#### Instructions for the task
Only lines holding the string "order" are wanted; copy each one from the material.

#### Data shown
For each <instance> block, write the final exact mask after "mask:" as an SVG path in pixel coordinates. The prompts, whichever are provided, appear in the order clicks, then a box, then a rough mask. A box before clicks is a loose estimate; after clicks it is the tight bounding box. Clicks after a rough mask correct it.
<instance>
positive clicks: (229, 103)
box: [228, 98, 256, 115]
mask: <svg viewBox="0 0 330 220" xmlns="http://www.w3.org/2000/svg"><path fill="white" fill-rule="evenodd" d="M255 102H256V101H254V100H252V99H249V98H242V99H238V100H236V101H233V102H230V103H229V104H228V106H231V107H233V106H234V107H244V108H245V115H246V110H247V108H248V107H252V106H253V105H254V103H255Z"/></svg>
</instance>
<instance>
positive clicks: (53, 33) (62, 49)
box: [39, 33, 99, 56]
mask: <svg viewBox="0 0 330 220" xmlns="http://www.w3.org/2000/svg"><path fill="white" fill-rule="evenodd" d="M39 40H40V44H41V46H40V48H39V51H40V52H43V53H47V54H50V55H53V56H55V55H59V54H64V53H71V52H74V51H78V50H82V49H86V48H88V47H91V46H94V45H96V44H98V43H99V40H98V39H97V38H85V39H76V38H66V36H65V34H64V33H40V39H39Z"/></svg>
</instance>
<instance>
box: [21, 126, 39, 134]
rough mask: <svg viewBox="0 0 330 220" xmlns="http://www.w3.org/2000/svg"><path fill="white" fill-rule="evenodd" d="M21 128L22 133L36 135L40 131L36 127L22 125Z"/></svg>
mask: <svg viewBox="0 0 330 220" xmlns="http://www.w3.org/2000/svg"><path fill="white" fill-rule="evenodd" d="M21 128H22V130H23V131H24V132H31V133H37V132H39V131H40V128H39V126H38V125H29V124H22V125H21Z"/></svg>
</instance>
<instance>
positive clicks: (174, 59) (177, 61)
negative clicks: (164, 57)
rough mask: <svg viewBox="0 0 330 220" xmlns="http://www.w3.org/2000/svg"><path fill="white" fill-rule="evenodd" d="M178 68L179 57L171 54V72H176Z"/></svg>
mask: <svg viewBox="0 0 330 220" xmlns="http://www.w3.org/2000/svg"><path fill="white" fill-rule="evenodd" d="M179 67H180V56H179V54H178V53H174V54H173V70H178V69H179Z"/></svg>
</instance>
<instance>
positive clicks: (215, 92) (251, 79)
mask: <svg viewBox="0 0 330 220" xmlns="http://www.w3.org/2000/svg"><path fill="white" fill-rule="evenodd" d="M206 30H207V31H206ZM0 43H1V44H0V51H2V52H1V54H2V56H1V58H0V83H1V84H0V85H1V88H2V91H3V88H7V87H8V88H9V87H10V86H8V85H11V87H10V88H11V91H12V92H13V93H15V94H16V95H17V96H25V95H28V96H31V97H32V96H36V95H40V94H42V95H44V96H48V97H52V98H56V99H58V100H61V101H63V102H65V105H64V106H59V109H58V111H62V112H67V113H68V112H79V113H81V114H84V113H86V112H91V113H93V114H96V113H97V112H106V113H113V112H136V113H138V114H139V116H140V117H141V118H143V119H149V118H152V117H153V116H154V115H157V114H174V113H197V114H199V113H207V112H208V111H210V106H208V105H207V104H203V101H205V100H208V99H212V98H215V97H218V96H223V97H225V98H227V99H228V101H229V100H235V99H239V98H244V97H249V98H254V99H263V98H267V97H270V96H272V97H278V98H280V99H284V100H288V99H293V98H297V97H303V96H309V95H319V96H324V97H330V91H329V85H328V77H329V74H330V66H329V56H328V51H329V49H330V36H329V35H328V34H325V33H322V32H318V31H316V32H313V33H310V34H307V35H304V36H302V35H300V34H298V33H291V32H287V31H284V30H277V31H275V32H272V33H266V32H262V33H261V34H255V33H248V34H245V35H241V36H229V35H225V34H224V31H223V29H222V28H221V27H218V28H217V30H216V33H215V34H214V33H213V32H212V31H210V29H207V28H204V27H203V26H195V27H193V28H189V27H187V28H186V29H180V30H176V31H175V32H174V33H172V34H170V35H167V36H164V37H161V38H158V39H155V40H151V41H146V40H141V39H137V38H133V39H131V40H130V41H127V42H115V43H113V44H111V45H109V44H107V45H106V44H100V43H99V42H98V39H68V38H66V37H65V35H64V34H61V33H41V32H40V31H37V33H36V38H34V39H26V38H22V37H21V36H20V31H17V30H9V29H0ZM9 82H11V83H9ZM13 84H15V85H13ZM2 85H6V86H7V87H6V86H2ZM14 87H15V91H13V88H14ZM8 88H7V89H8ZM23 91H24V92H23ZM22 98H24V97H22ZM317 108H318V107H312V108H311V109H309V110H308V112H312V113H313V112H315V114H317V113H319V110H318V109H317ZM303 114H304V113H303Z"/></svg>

...

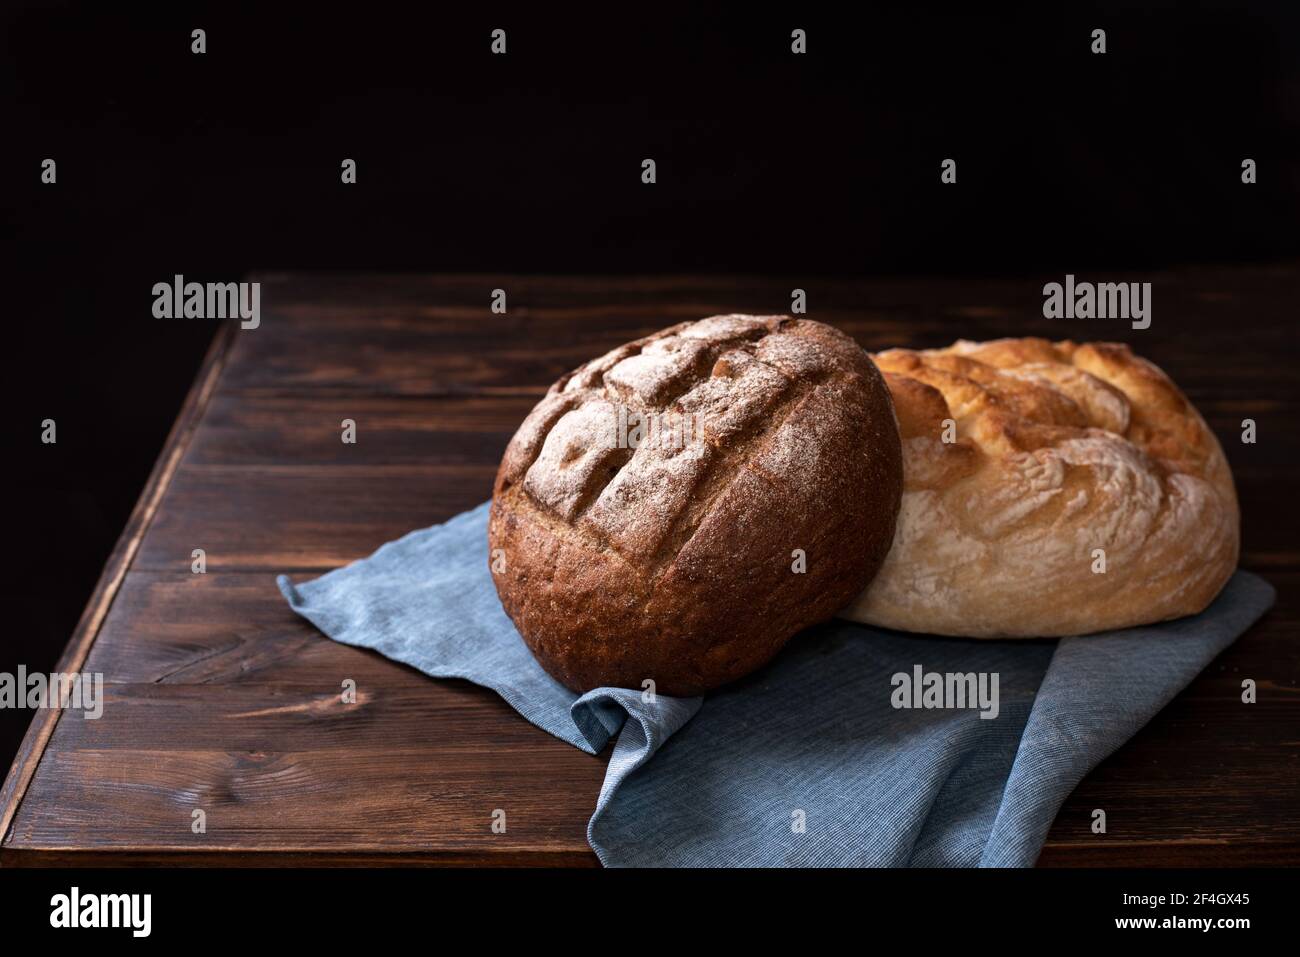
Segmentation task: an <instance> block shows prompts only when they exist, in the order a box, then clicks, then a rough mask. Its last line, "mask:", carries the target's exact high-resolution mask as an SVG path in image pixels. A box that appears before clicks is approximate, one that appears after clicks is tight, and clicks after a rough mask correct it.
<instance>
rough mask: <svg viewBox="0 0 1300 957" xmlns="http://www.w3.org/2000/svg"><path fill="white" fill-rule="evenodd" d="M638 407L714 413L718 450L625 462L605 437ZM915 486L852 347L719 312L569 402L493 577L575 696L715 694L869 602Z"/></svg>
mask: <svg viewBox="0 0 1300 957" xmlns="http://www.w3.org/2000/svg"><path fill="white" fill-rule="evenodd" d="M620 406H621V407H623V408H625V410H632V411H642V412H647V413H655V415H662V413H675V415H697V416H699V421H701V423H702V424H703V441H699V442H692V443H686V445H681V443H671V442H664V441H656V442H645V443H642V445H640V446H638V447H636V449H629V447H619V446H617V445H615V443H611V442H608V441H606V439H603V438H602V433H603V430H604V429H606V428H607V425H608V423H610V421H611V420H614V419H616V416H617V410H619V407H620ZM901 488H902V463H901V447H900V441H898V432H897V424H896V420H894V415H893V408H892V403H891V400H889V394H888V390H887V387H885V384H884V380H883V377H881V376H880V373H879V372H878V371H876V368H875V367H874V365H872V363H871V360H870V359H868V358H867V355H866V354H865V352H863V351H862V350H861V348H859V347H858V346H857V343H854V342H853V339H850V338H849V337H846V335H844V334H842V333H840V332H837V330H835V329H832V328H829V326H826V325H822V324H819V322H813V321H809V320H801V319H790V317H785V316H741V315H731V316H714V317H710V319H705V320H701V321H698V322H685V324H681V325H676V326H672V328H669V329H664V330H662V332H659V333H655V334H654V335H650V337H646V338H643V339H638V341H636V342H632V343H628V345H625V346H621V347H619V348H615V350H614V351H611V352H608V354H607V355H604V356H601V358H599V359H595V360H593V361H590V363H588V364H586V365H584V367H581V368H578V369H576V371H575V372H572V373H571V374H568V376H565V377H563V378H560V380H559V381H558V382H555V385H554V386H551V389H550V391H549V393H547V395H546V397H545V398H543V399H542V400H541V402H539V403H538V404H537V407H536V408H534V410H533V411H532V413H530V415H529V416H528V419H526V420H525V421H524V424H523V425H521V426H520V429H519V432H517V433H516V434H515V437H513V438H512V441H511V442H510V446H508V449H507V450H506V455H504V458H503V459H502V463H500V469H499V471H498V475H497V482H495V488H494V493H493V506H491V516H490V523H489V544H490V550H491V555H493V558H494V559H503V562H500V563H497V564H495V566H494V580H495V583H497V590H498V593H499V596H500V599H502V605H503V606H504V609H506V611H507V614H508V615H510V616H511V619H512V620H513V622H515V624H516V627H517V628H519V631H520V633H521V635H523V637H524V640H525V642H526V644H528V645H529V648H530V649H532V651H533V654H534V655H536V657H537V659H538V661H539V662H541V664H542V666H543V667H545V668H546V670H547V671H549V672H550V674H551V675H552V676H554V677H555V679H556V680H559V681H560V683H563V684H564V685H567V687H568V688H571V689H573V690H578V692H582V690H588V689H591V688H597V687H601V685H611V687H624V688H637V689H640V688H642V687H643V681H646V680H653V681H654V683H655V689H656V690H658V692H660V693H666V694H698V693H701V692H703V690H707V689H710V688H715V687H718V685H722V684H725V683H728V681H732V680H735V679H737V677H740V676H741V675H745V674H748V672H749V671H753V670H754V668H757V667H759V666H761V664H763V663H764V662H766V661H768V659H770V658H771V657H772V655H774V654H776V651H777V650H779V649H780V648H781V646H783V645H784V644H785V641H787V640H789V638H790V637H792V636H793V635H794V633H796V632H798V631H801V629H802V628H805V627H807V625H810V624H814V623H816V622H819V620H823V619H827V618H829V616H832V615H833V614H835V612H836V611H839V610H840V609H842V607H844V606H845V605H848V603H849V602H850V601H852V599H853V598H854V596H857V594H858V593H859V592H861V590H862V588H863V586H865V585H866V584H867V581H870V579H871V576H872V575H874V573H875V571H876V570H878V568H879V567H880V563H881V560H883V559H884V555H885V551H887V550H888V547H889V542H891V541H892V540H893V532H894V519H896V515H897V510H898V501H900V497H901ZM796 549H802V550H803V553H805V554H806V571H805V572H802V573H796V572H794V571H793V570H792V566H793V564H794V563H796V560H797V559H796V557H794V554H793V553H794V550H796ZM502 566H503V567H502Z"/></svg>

#### Task output
For each <instance> block, write the final exact mask after "mask:" as an SVG path in pixel coordinates. The prompts, whichever are provided, appear in the order clicks, then a box, then a rough mask. A box before clicks is a loose estimate; after clicks it is the tight bounding box. Clicks after a rough mask correct it.
Segmentation task: an <instance> block shows prompts only when they exist, in the order a box, then clicks, then a rough mask. Its last line, "mask:", carries the target's exact high-resolution mask as an SVG path in image pixels. A box that appears before clicks is approximate, one that appears after clicks is tight, and clicks after a rough mask correct it.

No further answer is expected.